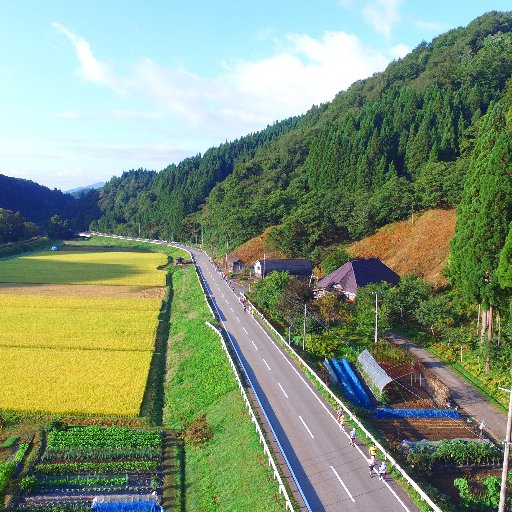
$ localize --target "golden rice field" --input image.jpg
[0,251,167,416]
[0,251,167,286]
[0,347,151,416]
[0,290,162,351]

···

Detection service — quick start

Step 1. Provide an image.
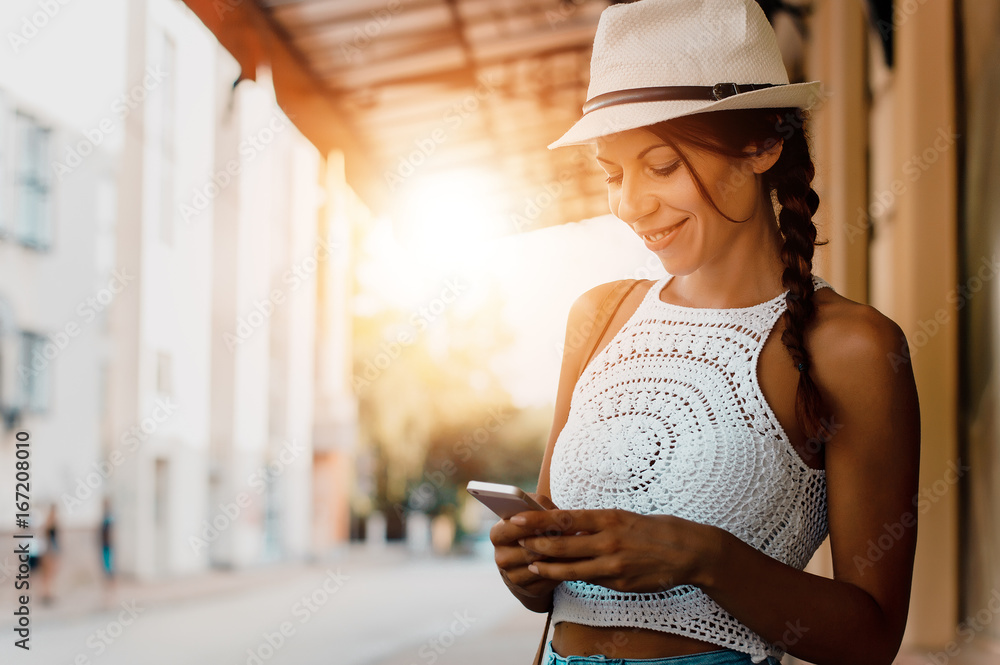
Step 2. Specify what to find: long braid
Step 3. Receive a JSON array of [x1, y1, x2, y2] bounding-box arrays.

···

## [Work instructions]
Rewrite the part that opens with the line containing "Detection service — quick start" and closes with the line containing "Step 3. Receive", replacing "Step" with "Stage" and leaving everything else unchanged. Leave the pictures out of your answer.

## [Solution to this task]
Detection service — quick start

Stage 1. Provide an image.
Stage 2. Specify what to find: long braid
Stage 3. Receive a JSON array of [x1, y1, x2, y2] bounding-box arrays.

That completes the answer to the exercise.